• The exercise: Copy out all the entries exactly.

"""

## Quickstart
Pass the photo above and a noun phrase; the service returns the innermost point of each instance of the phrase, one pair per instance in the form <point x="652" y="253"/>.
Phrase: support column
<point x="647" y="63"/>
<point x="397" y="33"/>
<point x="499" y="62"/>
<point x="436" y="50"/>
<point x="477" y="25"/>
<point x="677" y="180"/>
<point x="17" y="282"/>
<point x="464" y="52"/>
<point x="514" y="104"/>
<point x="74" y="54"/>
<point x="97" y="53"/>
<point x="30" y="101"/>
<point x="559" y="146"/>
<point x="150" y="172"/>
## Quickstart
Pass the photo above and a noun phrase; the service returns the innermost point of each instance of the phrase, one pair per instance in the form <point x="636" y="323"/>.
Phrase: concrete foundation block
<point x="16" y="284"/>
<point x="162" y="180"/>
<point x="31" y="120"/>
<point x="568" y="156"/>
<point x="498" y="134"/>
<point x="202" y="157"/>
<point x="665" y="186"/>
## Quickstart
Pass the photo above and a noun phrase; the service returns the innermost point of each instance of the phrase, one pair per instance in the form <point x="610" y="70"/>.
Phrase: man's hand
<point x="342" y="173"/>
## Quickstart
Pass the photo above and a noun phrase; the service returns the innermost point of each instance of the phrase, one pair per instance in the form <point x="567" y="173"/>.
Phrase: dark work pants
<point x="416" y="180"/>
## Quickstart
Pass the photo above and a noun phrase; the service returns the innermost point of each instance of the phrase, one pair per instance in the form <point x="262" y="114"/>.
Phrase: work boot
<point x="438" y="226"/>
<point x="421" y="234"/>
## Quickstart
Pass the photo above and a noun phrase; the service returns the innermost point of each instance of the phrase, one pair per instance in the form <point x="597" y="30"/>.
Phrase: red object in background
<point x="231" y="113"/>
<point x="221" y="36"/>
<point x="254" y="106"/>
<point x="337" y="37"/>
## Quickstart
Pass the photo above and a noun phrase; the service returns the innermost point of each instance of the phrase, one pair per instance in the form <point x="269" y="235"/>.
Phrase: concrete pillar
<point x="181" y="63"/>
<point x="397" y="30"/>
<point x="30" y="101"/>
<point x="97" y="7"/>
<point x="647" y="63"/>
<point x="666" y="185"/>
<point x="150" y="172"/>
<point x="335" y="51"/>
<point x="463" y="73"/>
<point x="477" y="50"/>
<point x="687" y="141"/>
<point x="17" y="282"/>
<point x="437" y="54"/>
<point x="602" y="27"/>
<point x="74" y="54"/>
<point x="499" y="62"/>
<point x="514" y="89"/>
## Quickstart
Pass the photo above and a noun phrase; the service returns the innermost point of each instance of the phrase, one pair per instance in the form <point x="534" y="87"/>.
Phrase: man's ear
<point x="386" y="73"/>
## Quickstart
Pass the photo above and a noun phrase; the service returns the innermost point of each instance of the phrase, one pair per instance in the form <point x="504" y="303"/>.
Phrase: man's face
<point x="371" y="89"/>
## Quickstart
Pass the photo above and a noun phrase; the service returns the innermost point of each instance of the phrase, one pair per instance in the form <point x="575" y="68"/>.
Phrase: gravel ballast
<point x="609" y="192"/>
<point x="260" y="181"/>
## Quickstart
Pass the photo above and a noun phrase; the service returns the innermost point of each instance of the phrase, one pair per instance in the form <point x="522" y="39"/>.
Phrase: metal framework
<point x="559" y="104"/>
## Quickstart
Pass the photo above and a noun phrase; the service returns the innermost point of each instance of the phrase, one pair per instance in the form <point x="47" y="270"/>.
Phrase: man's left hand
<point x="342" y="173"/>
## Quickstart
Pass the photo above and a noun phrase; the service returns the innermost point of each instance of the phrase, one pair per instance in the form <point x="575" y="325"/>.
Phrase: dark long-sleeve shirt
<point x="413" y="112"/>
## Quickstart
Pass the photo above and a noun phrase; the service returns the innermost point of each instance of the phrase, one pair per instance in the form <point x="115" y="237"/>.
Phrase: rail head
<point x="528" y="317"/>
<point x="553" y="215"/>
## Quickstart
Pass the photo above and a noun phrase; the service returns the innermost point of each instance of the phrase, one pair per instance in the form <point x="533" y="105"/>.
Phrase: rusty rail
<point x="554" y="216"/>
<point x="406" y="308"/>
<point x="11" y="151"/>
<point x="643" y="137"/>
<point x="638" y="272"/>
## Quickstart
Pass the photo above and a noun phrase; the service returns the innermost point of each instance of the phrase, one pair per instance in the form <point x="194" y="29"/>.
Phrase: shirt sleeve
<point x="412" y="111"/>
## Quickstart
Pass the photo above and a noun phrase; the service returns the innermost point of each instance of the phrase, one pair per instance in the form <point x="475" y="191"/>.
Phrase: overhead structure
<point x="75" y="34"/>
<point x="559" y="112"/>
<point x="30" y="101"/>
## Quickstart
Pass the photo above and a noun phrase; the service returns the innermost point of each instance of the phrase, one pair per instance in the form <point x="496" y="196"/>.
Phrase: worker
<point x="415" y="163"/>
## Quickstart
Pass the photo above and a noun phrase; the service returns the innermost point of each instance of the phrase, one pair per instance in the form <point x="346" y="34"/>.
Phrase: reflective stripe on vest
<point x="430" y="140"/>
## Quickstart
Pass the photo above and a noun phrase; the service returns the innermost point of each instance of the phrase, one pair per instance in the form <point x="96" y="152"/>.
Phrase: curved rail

"""

• Solution to the problem:
## Quickstart
Pass the photo above and a noun phrase; the service returns the innermost point of each instance of the phrase, one pair per instance in the form <point x="652" y="253"/>.
Phrase: support column
<point x="647" y="63"/>
<point x="397" y="33"/>
<point x="499" y="62"/>
<point x="436" y="50"/>
<point x="477" y="25"/>
<point x="677" y="180"/>
<point x="17" y="282"/>
<point x="464" y="52"/>
<point x="514" y="104"/>
<point x="74" y="54"/>
<point x="97" y="53"/>
<point x="30" y="101"/>
<point x="559" y="146"/>
<point x="150" y="172"/>
## Quickstart
Pass the photo above and a noun phrase; the service returns the innermost point of each instance of the phrase, one pair per instance in the form <point x="636" y="323"/>.
Phrase: concrete foundation block
<point x="16" y="284"/>
<point x="162" y="180"/>
<point x="31" y="120"/>
<point x="568" y="156"/>
<point x="498" y="134"/>
<point x="202" y="157"/>
<point x="665" y="186"/>
## Quickstart
Pass the photo above and a noun phrase; the service returns the innermost point of each instance of the phrase, one pair per instance in the form <point x="610" y="70"/>.
Phrase: man's hand
<point x="342" y="173"/>
## Quickstart
Pass the photo above and a noun phrase; the service returns the innermost point of each instance of the phrase, one pair per instance in the form <point x="567" y="173"/>.
Phrase: dark work pants
<point x="416" y="180"/>
## Quickstart
Pass the photo above and a noun phrase; the service returns the innermost point of each instance of the phrase, one pair per instance in the form <point x="262" y="114"/>.
Phrase: work boot
<point x="438" y="226"/>
<point x="421" y="234"/>
## Quickstart
Pass the photo above and a noun phrase; the service returns the innermost point of each instance of the phrase, one pair per instance in the form <point x="597" y="30"/>.
Phrase: red object in background
<point x="231" y="113"/>
<point x="221" y="36"/>
<point x="254" y="106"/>
<point x="337" y="37"/>
## Quickstart
Pass the photo above and a noun phrase; the service returns the innermost point of each instance of the phrase, one pair per instance in the form <point x="269" y="235"/>.
Phrase: concrete pillar
<point x="181" y="63"/>
<point x="397" y="30"/>
<point x="30" y="101"/>
<point x="97" y="7"/>
<point x="647" y="63"/>
<point x="666" y="185"/>
<point x="150" y="172"/>
<point x="335" y="51"/>
<point x="463" y="73"/>
<point x="477" y="50"/>
<point x="687" y="141"/>
<point x="17" y="282"/>
<point x="437" y="54"/>
<point x="602" y="27"/>
<point x="74" y="54"/>
<point x="499" y="62"/>
<point x="514" y="89"/>
## Quickstart
Pass the photo above and a noun phrase; the service returns the innermost point of each instance of the phrase, one pair per instance in the form <point x="534" y="87"/>.
Phrase: man's ear
<point x="386" y="73"/>
## Quickstart
Pass the photo above and a noun phrase; the service returns the innermost point of each instance of the phrase, one pair per instance in the form <point x="504" y="303"/>.
Phrase: man's face
<point x="371" y="89"/>
## Quickstart
Pass the photo above and a noun phrase; the service returns the innermost point of each instance of the phrase, one pair per instance in the form <point x="575" y="68"/>.
Phrase: gravel ballast
<point x="609" y="192"/>
<point x="260" y="181"/>
## Quickstart
Pass the photo above and a noun phrase; the service returns the innermost point of each instance of the phrase, one pair per instance in the form <point x="522" y="39"/>.
Phrase: metal framework
<point x="559" y="104"/>
## Quickstart
Pass the photo above and a noun phrase; the service returns the innermost point of each instance of the phrase, one pair per instance in the form <point x="47" y="270"/>.
Phrase: man's left hand
<point x="342" y="173"/>
## Quickstart
Pass the photo above and a noun phrase; the service returns the innermost point of each instance of the phrase, one pair per instance in the form <point x="575" y="325"/>.
Phrase: dark long-sleeve shirt
<point x="413" y="112"/>
## Quickstart
Pass the photo above and a noun phrase; the service returns the innermost point of each instance of the phrase, one pair per instance in the form <point x="115" y="237"/>.
Phrase: rail head
<point x="528" y="317"/>
<point x="553" y="215"/>
## Quickstart
Pass the photo above and a noun phrase; the service returns the innermost point of each instance of the phrase, one pair per instance in the form <point x="533" y="105"/>.
Phrase: rusty rail
<point x="554" y="216"/>
<point x="406" y="308"/>
<point x="11" y="151"/>
<point x="643" y="137"/>
<point x="638" y="272"/>
## Quickstart
Pass the photo above and a noun phrase; the service returns the innermost point of each instance of the phrase, one pair per instance in the form <point x="194" y="29"/>.
Phrase: shirt sleeve
<point x="412" y="111"/>
## Quickstart
Pass the photo above and a noun phrase; the service returns the innermost point of each instance of the phrase, one pair per instance in the form <point x="475" y="191"/>.
Phrase: overhead structure
<point x="75" y="34"/>
<point x="559" y="112"/>
<point x="30" y="101"/>
## Quickstart
Pass the photo above and a noun phrase; the service returns the innermost point of each instance of the phrase, one pair per instance in the form <point x="496" y="196"/>.
Phrase: worker
<point x="415" y="163"/>
## Quickstart
Pass the photo above and a noun phrase; the service returns the innermost point of each instance of the phrase, one pair per instance in the form <point x="346" y="34"/>.
Phrase: reflective stripe on vest
<point x="430" y="140"/>
## Quickstart
Pass the photo above and a noun phrase; the service returns the innermost point of each instance of the phrase, one pair per instance in the form <point x="96" y="152"/>.
Phrase: curved rail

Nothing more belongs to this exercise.